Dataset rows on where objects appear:
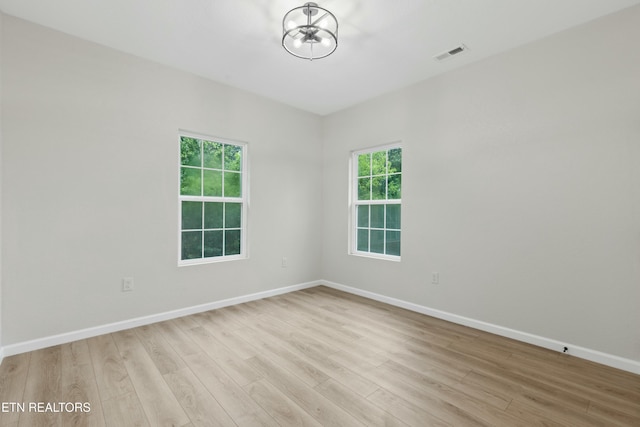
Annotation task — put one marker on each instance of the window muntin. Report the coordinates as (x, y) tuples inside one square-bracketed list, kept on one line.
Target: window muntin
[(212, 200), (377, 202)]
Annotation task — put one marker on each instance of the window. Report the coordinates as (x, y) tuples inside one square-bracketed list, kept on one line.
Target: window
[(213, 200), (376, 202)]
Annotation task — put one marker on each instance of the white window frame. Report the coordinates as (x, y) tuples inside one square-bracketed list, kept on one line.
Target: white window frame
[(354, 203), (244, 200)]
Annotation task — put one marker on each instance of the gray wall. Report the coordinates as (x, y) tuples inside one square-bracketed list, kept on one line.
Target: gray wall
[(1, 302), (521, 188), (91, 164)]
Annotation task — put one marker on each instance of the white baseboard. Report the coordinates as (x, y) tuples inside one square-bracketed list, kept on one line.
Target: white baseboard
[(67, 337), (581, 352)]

---

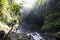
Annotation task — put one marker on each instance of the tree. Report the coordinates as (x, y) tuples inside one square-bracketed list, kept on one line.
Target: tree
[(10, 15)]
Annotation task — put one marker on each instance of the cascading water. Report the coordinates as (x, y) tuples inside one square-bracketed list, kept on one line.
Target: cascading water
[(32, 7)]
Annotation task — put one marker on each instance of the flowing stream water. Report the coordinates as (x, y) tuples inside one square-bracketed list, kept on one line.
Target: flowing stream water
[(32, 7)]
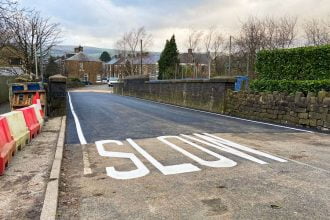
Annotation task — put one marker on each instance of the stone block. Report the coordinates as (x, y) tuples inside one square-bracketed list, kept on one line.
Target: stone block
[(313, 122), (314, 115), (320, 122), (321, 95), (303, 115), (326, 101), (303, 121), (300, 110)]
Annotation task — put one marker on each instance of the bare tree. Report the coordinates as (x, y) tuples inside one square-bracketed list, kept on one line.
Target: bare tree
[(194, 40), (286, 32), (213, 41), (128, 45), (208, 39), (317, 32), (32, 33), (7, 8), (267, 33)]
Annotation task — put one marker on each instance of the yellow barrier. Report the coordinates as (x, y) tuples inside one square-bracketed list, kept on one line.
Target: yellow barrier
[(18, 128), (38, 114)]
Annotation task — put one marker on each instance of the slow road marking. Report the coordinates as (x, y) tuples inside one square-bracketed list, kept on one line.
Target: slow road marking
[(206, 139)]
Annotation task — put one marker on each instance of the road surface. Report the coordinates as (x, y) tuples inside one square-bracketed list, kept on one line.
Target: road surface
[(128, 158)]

→ Direction: Quote the lines of the material from the line containing "the window muntin." through the line containing "[(1, 302), (521, 188), (91, 164)]", inclusive, reproducing them character for character.

→ Complete response:
Annotation task — put one marker on each instance of the window muntin. Report the coordinates as (x, y) tuples inside one square-bracketed list, kept on one line.
Target: window muntin
[(212, 200), (377, 202)]
Annotation task — put one marker on each instance of the window. Report the coordinates as (x, y) tuples inside one square-bracketed list, kept on one line.
Target: window
[(213, 200), (376, 202)]
Annotation task — put one marker on each instance of the white window frame. Report the coordinates as (x, y) tuples inside one square-bracketed list, kept on one line.
Target: white window frame
[(354, 203), (244, 200)]
Annotation task — put one marker on each instance of the gray wall. Report the coordinates as (x, y) tuples inside one square-bracketed list, kept on one line.
Target: gray wall
[(1, 302), (521, 188), (91, 164)]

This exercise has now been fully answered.